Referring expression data
*** Begin section ***
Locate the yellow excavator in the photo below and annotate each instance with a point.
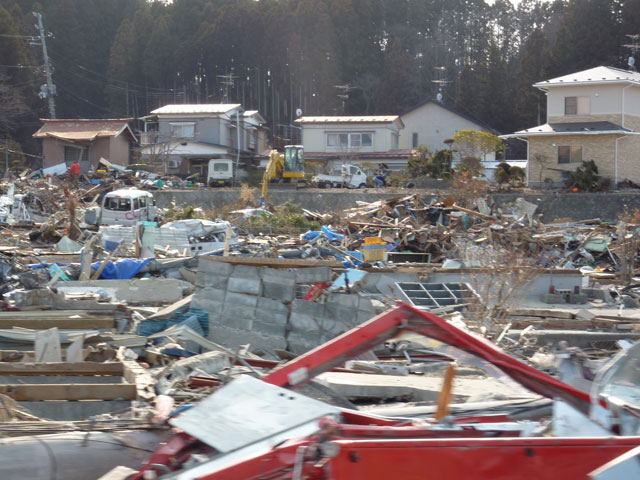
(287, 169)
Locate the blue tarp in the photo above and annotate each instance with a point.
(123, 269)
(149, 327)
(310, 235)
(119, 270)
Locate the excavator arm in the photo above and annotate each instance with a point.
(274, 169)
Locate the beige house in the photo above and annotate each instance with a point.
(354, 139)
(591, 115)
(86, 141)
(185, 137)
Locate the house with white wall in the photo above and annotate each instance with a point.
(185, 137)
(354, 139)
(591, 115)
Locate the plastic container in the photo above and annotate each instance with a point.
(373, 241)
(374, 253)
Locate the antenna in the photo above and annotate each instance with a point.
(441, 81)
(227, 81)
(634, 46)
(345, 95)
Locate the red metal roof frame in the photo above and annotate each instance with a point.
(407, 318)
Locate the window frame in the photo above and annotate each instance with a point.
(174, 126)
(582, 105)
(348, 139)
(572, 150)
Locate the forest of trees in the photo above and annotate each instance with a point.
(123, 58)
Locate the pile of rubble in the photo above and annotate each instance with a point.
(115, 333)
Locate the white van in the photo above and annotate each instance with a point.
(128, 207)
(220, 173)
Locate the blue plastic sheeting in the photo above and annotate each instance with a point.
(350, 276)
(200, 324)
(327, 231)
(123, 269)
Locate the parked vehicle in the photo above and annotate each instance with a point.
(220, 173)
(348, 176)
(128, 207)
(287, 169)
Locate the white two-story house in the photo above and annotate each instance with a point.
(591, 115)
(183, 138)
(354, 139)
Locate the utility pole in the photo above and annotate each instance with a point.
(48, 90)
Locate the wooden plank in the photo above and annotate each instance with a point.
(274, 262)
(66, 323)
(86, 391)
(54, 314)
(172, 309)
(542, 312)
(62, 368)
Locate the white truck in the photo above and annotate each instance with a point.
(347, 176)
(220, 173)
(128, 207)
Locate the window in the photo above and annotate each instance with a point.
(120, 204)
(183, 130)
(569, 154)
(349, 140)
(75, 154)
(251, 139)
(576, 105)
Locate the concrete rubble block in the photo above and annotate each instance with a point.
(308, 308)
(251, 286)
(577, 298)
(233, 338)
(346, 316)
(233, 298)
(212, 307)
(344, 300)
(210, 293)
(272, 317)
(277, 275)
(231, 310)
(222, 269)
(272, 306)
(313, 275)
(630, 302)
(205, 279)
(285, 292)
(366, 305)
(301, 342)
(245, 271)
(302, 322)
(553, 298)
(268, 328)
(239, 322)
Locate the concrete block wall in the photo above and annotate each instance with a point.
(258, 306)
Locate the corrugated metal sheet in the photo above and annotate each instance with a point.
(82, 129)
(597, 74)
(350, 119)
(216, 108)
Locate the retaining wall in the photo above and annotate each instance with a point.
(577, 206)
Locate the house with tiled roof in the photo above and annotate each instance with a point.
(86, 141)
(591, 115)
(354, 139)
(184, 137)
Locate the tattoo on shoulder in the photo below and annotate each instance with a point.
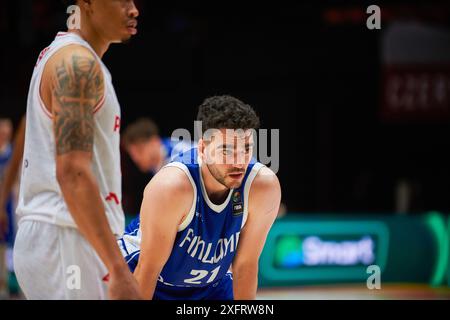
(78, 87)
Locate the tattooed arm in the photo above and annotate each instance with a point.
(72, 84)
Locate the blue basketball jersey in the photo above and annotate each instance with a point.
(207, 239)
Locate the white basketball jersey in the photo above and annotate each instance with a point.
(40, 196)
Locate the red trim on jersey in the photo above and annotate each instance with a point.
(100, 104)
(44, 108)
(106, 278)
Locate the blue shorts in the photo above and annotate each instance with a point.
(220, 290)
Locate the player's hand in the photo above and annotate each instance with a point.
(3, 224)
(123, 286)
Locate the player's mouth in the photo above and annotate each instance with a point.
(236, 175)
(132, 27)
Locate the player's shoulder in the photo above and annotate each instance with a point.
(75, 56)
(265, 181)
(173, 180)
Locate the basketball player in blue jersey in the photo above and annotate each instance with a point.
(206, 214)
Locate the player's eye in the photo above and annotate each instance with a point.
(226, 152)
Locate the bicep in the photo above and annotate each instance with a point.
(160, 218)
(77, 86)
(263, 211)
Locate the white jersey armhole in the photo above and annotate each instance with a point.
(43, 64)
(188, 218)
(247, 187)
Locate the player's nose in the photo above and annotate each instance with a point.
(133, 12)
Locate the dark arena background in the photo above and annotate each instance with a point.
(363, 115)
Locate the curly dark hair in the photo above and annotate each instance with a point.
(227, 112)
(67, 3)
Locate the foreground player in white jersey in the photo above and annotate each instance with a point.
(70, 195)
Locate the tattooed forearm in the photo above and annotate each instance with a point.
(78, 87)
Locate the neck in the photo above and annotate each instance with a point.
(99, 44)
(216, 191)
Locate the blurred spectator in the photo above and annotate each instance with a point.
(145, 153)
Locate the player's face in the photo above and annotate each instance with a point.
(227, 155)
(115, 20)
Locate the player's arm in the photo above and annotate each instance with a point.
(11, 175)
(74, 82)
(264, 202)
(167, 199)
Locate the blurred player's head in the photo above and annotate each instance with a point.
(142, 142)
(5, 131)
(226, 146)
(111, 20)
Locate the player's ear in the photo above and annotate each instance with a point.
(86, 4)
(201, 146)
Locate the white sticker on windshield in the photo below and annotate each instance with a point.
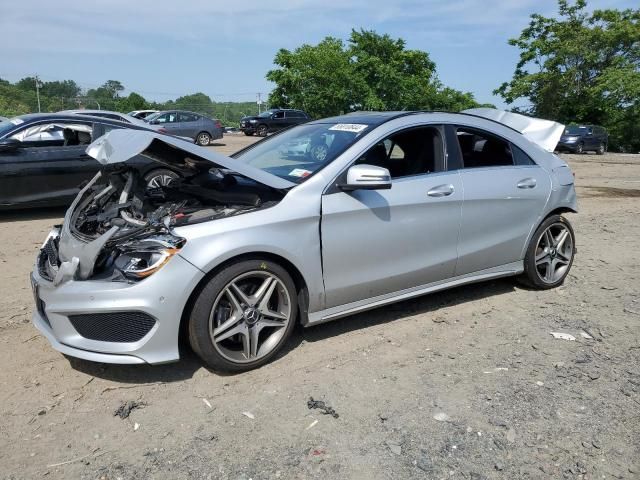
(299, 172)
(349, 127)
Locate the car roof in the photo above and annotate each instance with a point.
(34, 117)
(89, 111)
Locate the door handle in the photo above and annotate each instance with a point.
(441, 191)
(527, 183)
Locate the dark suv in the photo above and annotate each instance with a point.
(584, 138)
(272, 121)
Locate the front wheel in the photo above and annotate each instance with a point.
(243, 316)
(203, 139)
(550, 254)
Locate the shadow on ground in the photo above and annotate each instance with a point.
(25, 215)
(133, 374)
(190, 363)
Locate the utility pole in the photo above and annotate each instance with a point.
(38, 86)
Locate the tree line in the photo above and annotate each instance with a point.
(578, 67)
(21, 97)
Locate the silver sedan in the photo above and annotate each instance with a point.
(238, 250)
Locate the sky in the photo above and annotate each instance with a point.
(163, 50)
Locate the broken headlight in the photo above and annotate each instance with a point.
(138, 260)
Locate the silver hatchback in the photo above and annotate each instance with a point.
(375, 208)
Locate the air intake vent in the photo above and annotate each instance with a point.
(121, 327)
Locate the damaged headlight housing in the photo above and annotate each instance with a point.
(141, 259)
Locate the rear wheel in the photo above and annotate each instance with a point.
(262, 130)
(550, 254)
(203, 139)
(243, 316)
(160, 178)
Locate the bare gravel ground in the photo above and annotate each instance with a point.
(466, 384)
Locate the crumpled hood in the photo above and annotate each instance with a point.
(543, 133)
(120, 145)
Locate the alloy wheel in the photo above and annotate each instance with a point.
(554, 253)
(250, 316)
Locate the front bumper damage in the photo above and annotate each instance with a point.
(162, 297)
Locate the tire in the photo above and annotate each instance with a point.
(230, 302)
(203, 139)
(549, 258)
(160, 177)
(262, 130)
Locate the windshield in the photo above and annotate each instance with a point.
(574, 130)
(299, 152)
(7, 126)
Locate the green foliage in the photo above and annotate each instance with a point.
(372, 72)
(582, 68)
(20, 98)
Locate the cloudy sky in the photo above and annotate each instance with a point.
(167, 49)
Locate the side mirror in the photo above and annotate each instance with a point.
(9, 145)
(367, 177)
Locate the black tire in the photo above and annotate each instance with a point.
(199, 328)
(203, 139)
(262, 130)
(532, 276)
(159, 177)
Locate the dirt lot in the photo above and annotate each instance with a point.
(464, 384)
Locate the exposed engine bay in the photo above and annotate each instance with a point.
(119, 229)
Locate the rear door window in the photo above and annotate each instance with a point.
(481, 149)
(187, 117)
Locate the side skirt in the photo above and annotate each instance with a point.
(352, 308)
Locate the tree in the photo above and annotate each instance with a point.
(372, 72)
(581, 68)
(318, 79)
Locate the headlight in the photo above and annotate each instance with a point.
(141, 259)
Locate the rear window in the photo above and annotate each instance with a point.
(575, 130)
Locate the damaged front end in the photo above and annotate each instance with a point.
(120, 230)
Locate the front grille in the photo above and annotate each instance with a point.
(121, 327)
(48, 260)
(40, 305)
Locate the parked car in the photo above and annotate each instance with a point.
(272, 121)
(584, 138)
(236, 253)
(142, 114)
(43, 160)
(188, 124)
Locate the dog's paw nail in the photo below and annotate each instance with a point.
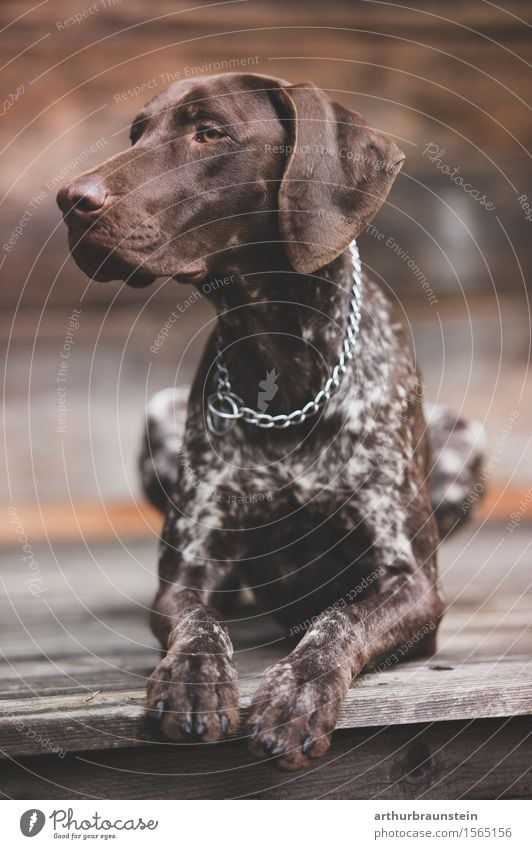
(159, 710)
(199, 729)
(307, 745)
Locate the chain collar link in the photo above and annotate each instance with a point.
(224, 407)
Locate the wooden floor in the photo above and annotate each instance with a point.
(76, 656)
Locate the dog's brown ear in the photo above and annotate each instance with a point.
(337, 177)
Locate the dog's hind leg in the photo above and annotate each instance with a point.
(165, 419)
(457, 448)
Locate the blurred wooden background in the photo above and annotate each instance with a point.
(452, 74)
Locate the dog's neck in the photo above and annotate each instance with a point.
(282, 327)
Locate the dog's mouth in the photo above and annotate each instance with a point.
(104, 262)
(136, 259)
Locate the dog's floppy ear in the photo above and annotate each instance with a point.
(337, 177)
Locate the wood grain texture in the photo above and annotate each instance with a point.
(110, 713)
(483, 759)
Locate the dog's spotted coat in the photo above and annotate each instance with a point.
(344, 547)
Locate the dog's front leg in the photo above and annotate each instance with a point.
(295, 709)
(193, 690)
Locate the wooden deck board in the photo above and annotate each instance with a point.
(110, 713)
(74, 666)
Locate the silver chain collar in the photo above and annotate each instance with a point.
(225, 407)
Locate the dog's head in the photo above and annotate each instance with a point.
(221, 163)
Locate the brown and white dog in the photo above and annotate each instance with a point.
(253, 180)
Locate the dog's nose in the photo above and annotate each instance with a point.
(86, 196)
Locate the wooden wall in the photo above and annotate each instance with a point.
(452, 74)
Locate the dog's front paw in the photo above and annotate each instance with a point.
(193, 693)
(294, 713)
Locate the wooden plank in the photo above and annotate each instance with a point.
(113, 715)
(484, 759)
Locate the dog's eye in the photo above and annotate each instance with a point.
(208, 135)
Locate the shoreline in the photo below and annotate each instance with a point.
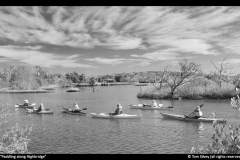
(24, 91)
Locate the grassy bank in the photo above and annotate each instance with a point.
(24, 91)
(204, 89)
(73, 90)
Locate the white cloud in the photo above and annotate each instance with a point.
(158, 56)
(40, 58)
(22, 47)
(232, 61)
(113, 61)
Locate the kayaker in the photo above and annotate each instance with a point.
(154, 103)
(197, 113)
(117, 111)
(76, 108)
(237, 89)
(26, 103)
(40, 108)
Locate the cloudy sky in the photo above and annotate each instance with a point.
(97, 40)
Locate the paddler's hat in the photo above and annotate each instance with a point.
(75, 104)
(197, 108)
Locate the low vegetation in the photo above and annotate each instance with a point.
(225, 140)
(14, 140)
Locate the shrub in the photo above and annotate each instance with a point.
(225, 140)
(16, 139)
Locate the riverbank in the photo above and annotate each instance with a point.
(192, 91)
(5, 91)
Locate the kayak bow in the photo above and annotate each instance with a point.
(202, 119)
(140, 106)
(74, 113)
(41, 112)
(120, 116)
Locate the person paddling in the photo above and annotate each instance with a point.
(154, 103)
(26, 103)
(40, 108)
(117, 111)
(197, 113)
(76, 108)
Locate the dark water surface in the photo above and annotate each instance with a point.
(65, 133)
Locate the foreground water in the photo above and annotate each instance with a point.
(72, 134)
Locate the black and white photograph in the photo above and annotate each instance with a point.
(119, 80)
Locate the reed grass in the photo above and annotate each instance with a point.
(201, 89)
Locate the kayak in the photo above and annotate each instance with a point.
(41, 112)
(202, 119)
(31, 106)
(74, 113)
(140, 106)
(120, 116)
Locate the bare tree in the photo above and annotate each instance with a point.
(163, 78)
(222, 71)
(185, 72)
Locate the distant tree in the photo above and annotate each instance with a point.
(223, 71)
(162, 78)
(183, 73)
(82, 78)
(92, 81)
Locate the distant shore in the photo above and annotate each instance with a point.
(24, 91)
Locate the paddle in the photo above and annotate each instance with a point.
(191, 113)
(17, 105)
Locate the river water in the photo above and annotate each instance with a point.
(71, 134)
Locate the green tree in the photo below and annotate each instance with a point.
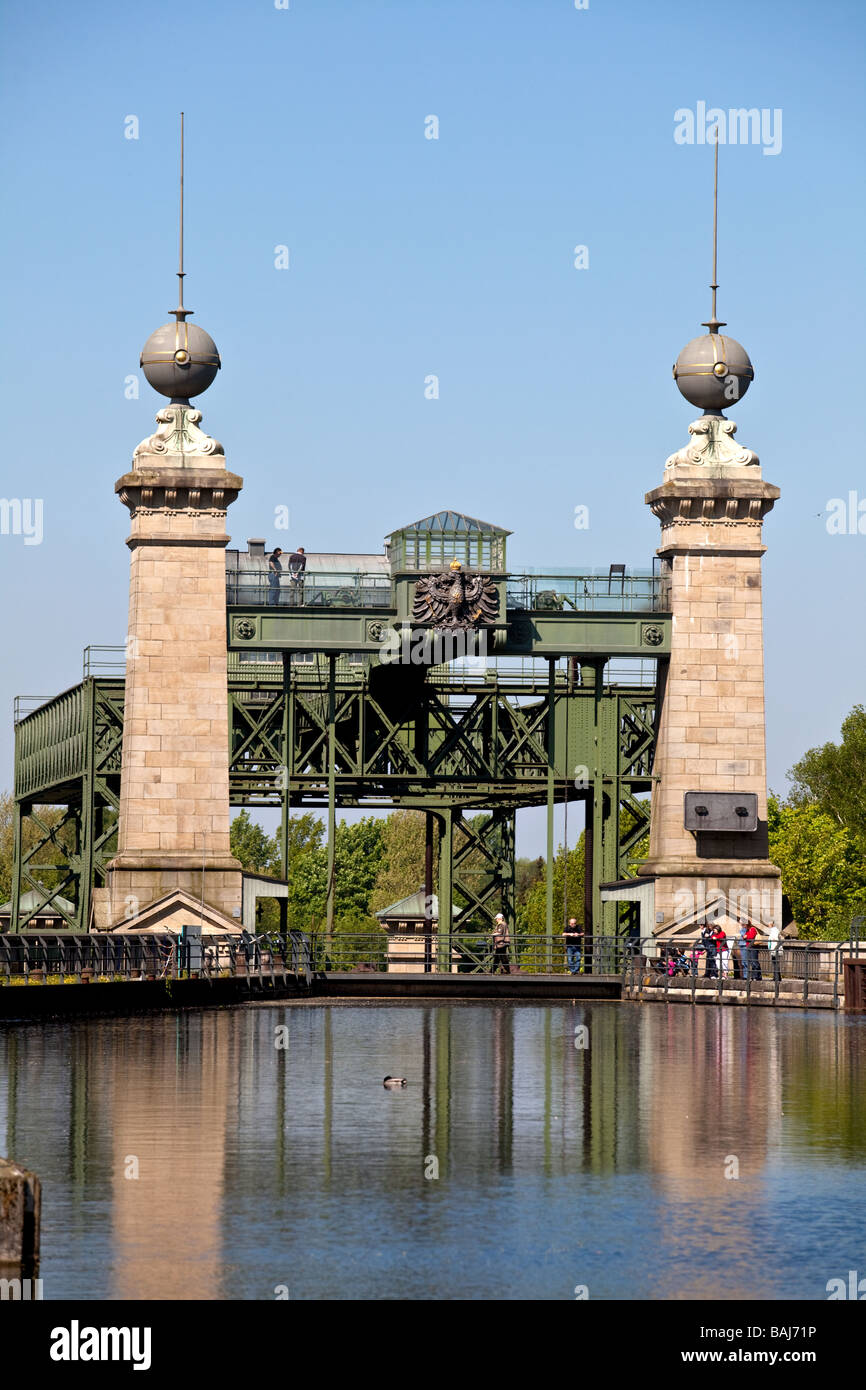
*** End section ***
= PROBLEM =
An exact copy of the lines from the one with "Locate the black and" through the last line of the records, inclusive, is required, with all pictures left out.

= THE COMPLETED TASK =
Locate the black and white photograph in the photo above and annotate each instance with a point.
(119, 80)
Locate the reed grass in the photo above and annotate each instance with a point.
(201, 89)
Locate the kayak in the photo above and annotate each instance with a point.
(41, 112)
(202, 119)
(31, 106)
(74, 113)
(140, 106)
(120, 116)
Locate the bare tree in the photo above and annotate each instance with a point.
(163, 78)
(222, 71)
(185, 72)
Locate the distant tree in the photo above and annotate each instance with a point.
(223, 71)
(162, 78)
(183, 73)
(82, 78)
(92, 81)
Locate the distant shore in the photo above and annotate each instance with a point.
(24, 91)
Locate the paddle in the photo above and annotate each instance with a point.
(191, 113)
(17, 105)
Locate the river water in the photo above and annotate each instance with a point.
(71, 134)
Locate the green tree in the photo below and annotate each instance with a point.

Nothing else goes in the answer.